(Saved entries)
::::::
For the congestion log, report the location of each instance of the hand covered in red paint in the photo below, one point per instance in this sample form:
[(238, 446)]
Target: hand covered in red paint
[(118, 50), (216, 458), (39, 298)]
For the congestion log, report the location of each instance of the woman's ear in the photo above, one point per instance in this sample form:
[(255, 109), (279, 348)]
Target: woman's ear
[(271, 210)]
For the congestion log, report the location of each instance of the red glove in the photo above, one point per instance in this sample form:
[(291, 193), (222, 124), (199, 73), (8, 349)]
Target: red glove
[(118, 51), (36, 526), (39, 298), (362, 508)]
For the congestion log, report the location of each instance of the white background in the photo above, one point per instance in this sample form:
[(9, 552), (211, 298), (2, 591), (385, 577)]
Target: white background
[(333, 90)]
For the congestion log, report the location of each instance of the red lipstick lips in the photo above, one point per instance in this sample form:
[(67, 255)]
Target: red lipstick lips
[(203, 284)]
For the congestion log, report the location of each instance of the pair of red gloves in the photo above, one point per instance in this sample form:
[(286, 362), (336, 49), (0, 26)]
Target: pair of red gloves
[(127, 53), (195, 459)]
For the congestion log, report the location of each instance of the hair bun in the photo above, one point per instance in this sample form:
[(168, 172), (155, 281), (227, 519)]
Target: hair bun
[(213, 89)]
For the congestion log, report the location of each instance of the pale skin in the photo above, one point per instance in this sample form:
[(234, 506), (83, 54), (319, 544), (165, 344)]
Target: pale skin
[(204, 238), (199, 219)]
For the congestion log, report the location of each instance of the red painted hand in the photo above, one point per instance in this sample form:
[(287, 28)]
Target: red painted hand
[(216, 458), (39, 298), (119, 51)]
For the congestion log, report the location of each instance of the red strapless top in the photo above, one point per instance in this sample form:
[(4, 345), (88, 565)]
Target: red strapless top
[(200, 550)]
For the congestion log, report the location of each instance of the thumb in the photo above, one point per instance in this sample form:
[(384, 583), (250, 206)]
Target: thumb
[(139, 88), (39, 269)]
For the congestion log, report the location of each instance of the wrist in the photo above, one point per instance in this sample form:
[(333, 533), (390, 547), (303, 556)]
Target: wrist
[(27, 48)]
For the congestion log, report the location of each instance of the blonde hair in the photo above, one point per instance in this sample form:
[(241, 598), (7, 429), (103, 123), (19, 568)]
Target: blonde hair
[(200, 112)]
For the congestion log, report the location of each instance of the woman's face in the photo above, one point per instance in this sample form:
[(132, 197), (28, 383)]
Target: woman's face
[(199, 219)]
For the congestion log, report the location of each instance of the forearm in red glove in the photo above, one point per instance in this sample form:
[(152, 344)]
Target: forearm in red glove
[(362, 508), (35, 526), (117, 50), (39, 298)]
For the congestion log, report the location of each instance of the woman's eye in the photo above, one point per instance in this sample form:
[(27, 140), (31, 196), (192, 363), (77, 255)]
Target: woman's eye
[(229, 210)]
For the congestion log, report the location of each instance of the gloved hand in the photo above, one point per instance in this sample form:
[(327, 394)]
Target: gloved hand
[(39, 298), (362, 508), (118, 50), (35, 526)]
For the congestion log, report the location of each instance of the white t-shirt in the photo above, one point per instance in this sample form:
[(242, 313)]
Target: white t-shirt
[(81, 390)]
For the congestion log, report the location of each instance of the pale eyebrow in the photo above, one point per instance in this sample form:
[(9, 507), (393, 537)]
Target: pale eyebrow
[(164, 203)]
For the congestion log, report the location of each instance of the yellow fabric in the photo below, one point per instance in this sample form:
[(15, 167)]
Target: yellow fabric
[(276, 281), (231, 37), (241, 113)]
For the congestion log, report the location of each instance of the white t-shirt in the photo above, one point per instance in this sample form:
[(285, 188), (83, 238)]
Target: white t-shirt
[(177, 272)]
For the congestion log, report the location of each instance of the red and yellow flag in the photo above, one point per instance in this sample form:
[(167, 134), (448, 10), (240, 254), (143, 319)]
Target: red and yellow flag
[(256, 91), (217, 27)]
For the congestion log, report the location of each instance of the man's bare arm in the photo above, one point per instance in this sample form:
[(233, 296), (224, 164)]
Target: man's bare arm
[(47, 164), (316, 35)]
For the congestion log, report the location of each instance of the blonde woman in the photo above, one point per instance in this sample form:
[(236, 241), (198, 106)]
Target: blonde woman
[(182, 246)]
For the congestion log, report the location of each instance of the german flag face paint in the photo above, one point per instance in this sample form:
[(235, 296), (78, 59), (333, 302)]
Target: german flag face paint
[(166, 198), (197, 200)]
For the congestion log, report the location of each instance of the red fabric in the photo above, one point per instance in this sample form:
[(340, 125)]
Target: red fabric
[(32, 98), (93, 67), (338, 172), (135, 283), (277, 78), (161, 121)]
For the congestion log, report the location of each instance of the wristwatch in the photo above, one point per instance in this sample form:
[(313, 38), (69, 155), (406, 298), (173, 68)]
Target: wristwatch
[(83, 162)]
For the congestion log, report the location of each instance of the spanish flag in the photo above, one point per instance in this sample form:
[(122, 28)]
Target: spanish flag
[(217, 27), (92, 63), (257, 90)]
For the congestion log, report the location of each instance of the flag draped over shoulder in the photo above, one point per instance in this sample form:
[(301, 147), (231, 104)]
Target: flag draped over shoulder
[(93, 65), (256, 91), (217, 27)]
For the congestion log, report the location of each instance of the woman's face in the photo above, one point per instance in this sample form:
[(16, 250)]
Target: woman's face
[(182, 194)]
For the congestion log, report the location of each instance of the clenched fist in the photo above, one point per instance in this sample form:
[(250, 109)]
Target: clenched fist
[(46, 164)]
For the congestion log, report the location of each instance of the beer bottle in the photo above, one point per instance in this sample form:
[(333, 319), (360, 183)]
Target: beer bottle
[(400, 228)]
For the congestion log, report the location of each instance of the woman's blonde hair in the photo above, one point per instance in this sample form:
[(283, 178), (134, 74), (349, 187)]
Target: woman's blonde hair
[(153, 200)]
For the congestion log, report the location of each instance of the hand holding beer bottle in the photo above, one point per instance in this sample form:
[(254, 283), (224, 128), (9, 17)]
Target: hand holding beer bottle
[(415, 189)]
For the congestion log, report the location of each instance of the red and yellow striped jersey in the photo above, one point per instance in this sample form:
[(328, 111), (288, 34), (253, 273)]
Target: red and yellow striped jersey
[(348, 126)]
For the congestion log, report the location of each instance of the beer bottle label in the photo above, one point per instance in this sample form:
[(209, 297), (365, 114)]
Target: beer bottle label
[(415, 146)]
::::::
PROBLEM TO WORK ON:
The lines above that include "below" should each be listed.

SOLUTION TO THE PROBLEM:
For the congestion log, report the location of each instance of the hand covered in red paint in the photo below, one point per instance in this sample form:
For the congestion log, report the location of each instance of the yellow fabric in the photo below, one point per instance in this sample form:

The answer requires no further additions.